#### Extract to read ####

- From The Times -
January 28, 2006
"Prog rock? Just say yes"
For decades the ancient behemoths of progressive rock were the butt of critics’ jokes. But thanks to new bands like the Mystery Jets, the sound is back
By Chris Campling
The sound of 2006 will be terribly bright. It will have practised its instruments hard, will have taken lessons, and will have assimilated all the best influences from the classics, rock, jazz and pop. And lo! The sound of 2006 will be called — in fact, already has been called — new prog, prog moderne, or crazy prog, which is a funny title, but not terribly descriptive. There is nothing crazy about prog.
Fab. It’s wonderful watching the specialist music press swallowing the prejudices of decades and finally agreeing (albeit tacitly) that there is nothing wrong with being able to do something beyond the capacity of mere mortals. There is a huge amount of Schadenfreude to be derived from watching the current crop of music rags trying to wax appropriately enthusiastic about the new prog without mentioning the P-word too often. My favourite is this, from the Scots rag Clash , about the sound produced by the Reading quintet Pure Reason Revolution: “Not dissimilar to gorging on LSD and being fed to the Kraken from Clash of the Titans.” Which, as a description of music, is not dissimilar to pants.
The Band Most Likely To, however, are the Mystery Jets. Not only do they possess the media hook of having two generations in their lineup — Henry Harrison, the rhythm guitarist, is the father of Blaine, the singer. Not only are they signed to the achingly hip Transgressive label. But they sound like a prog primer — or, if you prefer, a shopping list of all that has been best about the best rock music trends of the past 30 and more years. There’s Yes in there, and early Roxy Music and Pink Floyd circa Dark Side of the Moon and a lot of King Crimson, as well as the jingly-jangly indie sound that will get the band past a lot of mental blocks. Their debut album, due for release in March, is a wonderland of memories — here a synthesizer sound first heard on Roxy Music’s first album, there the grumbling Rickenbacker bass of Yes’s Chris Squire.
William Rees is their guitarist. He plays with a clean purity of note that has led Barry Hyde of the Futureheads to call him “the new Steve Howe (of Yes)”, an encomium with which he is not unfamiliar and with which he can, to an extent, concur.

#### Supplied material ####

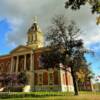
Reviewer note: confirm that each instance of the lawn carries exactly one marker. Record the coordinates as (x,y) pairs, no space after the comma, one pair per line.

####

**Objectives**
a. Summarize the prog rock article in two sentences.
b. According to the prog rock article, which label are the Mystery Jets signed to?
c. Retype part of the prog rock article, beginning at the words "- From The Times" and stopping after "crazy about prog.".
The material has no role in this work.

**Worked answers**
a. The article predicts that the sound of 2006 will be a revived progressive rock, called new prog, prog moderne, or crazy prog, and that the specialist music press is tacitly coming around to it. It names the Mystery Jets as the band most likely to succeed, with a father and son in the lineup and a sound that draws on Yes, early Roxy Music, Pink Floyd, and King Crimson.

b. Transgressive.

c.
- From The Times -
January 28, 2006
"Prog rock? Just say yes"
For decades the ancient behemoths of progressive rock were the butt of critics’ jokes. But thanks to new bands like the Mystery Jets, the sound is back
By Chris Campling
The sound of 2006 will be terribly bright. It will have practised its instruments hard, will have taken lessons, and will have assimilated all the best influences from the classics, rock, jazz and pop. And lo! The sound of 2006 will be called — in fact, already has been called — new prog, prog moderne, or crazy prog, which is a funny title, but not terribly descriptive. There is nothing crazy about prog.